===== TEXT PROVIDED
As previously mentioned, the criteria to determine coverage under self-employment tax (Section 1402(a)) is important in determining material participation. The Farmers Tax Guide provides some guidance in landlord/tenant situations, stating that material participation is achieved if one out of the following four tests are met:

1. The landlord does any three of the following:

* Advance, pay or stand good for at least half of the direct costs of producing the crop;

* Furnish at least half the tools, equipment and livestock used in producing the crop;

* Consult with his tenant; and

* Inspect the production activities periodically.

2. The landlord regularly and frequently makes, or takes an important part in, managerial decisions which substantially contribute to or affect the success of the enterprise.

3. The landlord works 100 hours or more spread over a period of at least five weeks in activities connected with crop production.

4. The landlord does things that in the aggregate indicate a material and significant involvement in the production of the farm commodities.(35)

Judicial Decisions - Qualified Use

In the Estate of Sherrod v. Comm'r, the decedent owned 1,478 acres of land, most of which was in timber. The IRS claimed that the managerial activity was not sufficiently extensive, since the decedent and his trustee had not constructed fire trails, pruned dead growth and thinned the timber. Finally, the IRS argued that the managerial functions did not consume much time.(36)

The Tax Court rejected all of these arguments, noting that there was an active farm business consisting of the planting, growing, cultivating and caring of timber. In support of this decision, the court noted that the decedent:

* Paid the local property taxes each year;

* Inspected the timberland several times each year;

* Regularly determined what needed to be done to protect the timber from trespassers, fire, insects and disease;

* Each year negotiated the rental agreements; and

* Decided whether he should permit his investment to remain in the acreage.(37)

Ultimately, the Eleventh Circuit reversed the Tax Court decision due to the presence of crop land and pasture land that did not qualify. However, the Eleventh Circuit did not change the position of the Tax Court on the eligibility of the timberland.(38)
==========
===== DATA SUPPLIED
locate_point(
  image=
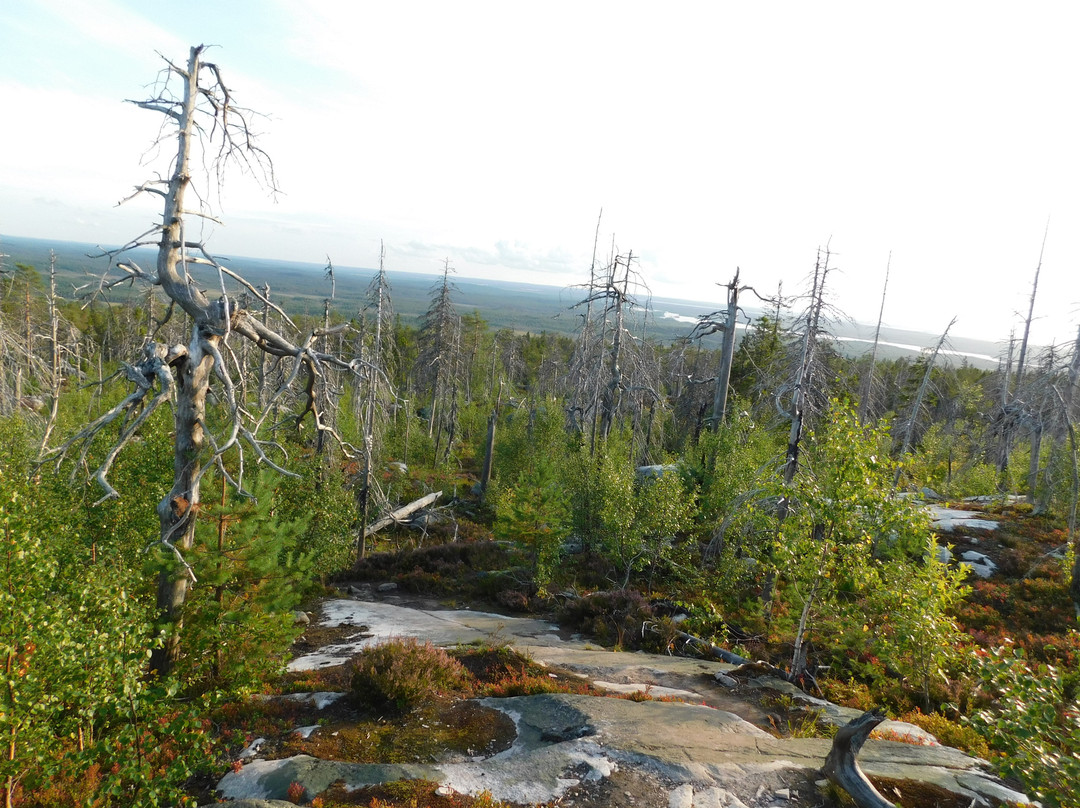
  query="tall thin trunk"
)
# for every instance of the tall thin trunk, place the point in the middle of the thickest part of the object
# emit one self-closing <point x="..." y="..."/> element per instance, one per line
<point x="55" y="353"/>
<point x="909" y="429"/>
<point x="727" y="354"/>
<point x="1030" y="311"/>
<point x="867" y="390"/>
==========
TASKS TO PERFORM –
**a.** Return the stretch of the passage on material participation from "1. The landlord" through "of the enterprise.".
**b.** Answer these questions from the passage on material participation:
(i) Under the third test, how many hours must the landlord work, and over what minimum period?
(ii) How many acres of land did the decedent in the Estate of Sherrod v. Comm'r own?
(iii) Which court reversed the Tax Court decision?
The items are not required for what follows.

SOLUTIONS TO EACH TASK –
**a.**
1. The landlord does any three of the following:

* Advance, pay or stand good for at least half of the direct costs of producing the crop;

* Furnish at least half the tools, equipment and livestock used in producing the crop;

* Consult with his tenant; and

* Inspect the production activities periodically.

2. The landlord regularly and frequently makes, or takes an important part in, managerial decisions which substantially contribute to or affect the success of the enterprise.

**b.**
(i) 100 hours or more, spread over a period of at least five weeks
(ii) 1,478 acres
(iii) The Eleventh Circuit